ZADANIE DO WYKONANIA: Wyodrębnij z poniższych danych każdy wiersz, w którym występuje słowo "spiny".

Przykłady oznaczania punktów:
==============================
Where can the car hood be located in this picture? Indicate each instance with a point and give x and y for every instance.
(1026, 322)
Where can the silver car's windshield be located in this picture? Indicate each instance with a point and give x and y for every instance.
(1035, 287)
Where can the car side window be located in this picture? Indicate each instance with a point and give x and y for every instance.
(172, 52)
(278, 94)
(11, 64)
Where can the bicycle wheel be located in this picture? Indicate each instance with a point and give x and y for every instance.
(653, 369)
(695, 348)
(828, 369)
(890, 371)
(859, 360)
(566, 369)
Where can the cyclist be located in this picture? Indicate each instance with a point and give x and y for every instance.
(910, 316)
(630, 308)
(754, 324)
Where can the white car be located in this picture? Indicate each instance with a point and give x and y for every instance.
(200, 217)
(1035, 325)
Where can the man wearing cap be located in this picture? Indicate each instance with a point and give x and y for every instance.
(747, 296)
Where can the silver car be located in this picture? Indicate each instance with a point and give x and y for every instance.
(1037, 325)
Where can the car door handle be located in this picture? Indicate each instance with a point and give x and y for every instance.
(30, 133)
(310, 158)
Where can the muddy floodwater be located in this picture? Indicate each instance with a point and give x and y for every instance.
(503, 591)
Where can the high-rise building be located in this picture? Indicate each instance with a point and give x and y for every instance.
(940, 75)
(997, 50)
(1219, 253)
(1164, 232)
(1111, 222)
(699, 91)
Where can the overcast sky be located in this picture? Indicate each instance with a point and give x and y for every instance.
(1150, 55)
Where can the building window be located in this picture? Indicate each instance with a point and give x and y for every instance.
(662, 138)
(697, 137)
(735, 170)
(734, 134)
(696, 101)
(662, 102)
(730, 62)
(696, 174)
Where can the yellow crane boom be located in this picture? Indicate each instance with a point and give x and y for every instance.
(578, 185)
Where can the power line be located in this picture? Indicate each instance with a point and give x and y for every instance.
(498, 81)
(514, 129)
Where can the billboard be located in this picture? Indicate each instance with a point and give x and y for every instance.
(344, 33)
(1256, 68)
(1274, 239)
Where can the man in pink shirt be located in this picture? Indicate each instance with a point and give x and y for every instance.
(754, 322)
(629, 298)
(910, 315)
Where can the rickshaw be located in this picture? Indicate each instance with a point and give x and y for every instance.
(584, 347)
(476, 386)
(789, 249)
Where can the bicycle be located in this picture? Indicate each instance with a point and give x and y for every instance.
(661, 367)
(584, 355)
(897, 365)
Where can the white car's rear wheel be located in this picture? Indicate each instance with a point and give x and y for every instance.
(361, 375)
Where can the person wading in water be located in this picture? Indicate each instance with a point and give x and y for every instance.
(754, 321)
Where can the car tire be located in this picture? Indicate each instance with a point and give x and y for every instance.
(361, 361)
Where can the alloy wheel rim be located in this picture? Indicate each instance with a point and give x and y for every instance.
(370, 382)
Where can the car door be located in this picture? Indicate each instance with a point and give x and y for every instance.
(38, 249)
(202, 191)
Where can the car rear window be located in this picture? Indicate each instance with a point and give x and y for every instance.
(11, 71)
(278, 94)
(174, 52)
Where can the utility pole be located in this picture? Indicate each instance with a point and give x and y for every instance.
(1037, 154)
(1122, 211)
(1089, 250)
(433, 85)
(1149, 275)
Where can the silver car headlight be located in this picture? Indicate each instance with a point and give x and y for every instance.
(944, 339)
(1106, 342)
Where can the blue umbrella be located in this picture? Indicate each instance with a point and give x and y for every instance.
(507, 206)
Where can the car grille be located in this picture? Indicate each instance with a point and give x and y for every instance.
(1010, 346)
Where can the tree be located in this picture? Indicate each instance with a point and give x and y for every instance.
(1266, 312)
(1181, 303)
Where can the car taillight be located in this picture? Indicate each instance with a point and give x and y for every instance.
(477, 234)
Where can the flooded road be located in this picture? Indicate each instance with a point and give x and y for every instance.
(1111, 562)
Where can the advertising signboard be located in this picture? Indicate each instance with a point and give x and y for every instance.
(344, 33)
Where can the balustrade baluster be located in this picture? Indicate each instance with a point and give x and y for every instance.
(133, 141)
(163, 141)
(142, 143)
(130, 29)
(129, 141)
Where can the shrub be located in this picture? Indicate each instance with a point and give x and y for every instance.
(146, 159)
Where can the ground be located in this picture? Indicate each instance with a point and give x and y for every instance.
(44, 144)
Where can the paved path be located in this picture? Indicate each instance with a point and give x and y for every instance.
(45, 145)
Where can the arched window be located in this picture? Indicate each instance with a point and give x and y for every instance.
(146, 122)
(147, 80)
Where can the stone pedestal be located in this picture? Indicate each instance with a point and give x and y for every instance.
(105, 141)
==============================
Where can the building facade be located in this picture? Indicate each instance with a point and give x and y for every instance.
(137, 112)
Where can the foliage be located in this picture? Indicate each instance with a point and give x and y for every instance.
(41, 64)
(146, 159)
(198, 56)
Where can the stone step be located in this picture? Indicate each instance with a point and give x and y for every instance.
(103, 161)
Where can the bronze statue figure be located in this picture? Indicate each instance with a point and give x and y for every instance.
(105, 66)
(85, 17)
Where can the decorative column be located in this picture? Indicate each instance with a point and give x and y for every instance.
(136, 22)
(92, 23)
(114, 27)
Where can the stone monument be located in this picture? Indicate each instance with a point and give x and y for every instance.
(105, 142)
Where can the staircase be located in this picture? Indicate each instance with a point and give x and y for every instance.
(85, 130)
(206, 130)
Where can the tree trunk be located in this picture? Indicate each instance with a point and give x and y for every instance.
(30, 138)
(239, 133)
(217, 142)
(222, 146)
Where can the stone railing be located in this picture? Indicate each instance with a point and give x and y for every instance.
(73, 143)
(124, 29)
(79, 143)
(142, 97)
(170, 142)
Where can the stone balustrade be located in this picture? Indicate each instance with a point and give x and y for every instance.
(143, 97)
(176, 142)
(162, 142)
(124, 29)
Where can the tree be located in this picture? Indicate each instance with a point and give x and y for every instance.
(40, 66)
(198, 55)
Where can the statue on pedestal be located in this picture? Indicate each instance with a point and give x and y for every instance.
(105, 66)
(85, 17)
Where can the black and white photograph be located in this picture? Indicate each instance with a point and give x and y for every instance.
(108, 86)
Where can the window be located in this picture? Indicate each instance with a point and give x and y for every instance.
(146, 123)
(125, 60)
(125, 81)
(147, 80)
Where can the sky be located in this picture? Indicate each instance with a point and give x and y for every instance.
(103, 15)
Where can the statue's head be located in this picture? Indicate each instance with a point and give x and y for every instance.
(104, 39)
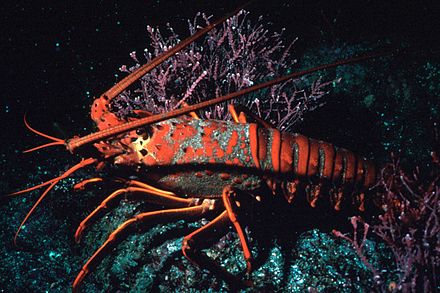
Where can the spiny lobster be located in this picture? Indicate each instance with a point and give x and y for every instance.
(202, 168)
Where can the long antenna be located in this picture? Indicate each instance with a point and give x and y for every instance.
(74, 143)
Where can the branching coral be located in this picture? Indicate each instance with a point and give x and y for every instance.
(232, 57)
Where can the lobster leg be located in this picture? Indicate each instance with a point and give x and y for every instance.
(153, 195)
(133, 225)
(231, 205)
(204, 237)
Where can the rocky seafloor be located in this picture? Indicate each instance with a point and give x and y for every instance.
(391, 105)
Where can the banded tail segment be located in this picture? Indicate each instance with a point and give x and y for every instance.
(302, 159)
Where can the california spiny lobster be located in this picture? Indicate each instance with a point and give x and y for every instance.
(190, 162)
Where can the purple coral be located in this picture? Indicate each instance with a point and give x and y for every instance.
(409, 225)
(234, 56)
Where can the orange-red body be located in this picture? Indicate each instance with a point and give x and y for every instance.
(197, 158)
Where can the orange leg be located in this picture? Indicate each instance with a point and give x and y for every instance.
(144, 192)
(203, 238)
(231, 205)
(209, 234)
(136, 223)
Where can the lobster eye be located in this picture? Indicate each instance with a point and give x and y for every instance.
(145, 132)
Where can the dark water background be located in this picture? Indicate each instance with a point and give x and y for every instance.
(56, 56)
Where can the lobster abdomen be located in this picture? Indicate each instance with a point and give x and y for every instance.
==============================
PEŁNE ROZWIĄZANIE:
Where can the spiny lobster be located in this picture? Indicate each instance with a point and give x and y for every instance.
Where can the california spiny lobster be located in this picture? Indicate each instance with a point and give x and y for every instance.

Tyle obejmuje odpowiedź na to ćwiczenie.